Task to complete :: Output the lines below word for word, omitting the picture.

Task material ::
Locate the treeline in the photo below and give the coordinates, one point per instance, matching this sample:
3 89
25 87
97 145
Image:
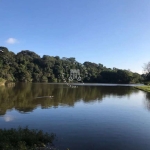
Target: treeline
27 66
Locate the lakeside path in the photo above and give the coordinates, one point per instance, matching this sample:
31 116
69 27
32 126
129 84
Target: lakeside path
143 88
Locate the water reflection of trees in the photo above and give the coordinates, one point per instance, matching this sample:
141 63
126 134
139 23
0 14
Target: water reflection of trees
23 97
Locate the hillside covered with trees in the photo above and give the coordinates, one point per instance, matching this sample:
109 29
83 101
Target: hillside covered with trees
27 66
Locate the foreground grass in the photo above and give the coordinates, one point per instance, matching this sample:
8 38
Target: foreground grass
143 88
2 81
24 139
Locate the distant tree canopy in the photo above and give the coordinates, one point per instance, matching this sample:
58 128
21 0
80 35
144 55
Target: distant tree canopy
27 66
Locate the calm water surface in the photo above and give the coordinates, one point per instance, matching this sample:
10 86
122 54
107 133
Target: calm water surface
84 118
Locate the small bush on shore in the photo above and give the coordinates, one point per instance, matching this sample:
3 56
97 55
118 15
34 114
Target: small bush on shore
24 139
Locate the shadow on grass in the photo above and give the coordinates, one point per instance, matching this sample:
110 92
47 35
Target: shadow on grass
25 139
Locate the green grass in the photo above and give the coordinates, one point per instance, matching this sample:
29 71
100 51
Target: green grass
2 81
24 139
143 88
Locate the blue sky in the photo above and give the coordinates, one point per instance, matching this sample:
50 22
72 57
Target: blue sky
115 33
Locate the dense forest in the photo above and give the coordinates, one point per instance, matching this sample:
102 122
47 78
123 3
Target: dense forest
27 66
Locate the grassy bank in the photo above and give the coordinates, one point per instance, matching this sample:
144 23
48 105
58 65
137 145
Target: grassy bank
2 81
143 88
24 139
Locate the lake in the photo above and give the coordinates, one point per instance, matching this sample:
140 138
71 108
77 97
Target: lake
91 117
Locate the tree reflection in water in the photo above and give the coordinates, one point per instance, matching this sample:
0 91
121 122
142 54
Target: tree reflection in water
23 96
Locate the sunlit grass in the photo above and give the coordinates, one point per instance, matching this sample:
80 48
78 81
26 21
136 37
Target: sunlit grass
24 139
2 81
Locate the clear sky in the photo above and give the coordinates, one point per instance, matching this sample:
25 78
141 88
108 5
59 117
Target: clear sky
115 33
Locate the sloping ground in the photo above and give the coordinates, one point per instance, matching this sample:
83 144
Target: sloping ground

Task solution ::
Locate the treeline in the photo below and give the coordinates, one point per instance, matching this sample:
3 89
25 87
97 145
Image:
Target: treeline
27 66
Locate the lakeside path in the photo above and give the coordinates, one point per instance, matching this sample:
31 116
69 27
32 126
129 84
Target: lakeside path
143 88
Locate the water reflection of trees in the photo above and give the coordinates, one point per instance, matching this sample:
141 63
126 134
139 23
0 14
Target: water reflection of trees
23 97
Locate the hillside covered with trees in the photo above and give the coordinates, one point per instance, matching this sample:
109 29
83 101
Target: hillside covered with trees
27 66
Locate the foreground grass in the photo above and give the coordinates, one point per instance, matching this sample:
8 38
Target: foreground grass
143 88
2 81
24 139
Locate the distant tree canopy in the photo above and give the coordinates, one point per instance, matching this sample:
58 128
21 0
80 35
144 55
Target: distant tree canopy
27 66
Locate the calm water surface in the photo above and give the coordinates, one point per instance, matching this sample:
10 86
122 54
107 133
Target: calm water surface
84 118
Locate the small bush on shore in the photo above and give the coordinates, one point per instance, matching this sample:
3 56
97 55
118 15
34 114
Target: small bush on shore
24 139
Locate the shadow on grass in the photo above and give the coordinates, one point per instance, matching this sample:
110 92
47 35
Target: shadow on grass
25 139
Locate the green grass in the photo above and give the coordinates, one point per instance, matching this sample:
29 71
100 51
Target: green grass
2 81
24 139
143 88
Locate the blue sky in the photo above and give the coordinates, one point per instance, matching this sample:
50 22
72 57
Target: blue sky
115 33
Locate the dense forest in the photo above and give the coordinates, one point per instance, matching this sample:
102 122
47 78
123 3
Target: dense forest
27 66
Locate the grassy bank in the photo above and give the coordinates, one point per instance, matching this sample:
144 23
48 105
58 65
137 145
Target: grassy bank
2 81
143 88
24 139
Locate the lake in the photo above and give the coordinates, one point per instance, matching this sample:
140 138
71 108
77 97
Target: lake
91 117
Locate the tree reflection in water in the photo above and give the coordinates, one point per instance, matching this sample:
0 91
121 122
142 54
Target: tree reflection in water
23 96
Locate the sunlit grass in the photo above and give the coordinates, one point per instance, matching this sample:
80 48
78 81
26 21
136 37
Target: sunlit grass
24 139
2 81
Locate the clear sky in the photo above and give the coordinates, one point per instance, matching this sample:
25 78
141 88
108 5
59 117
Target: clear sky
115 33
Locate the sloping ground in the photo above and give the coordinates, one point per instance, matching this sample:
83 144
Target: sloping ground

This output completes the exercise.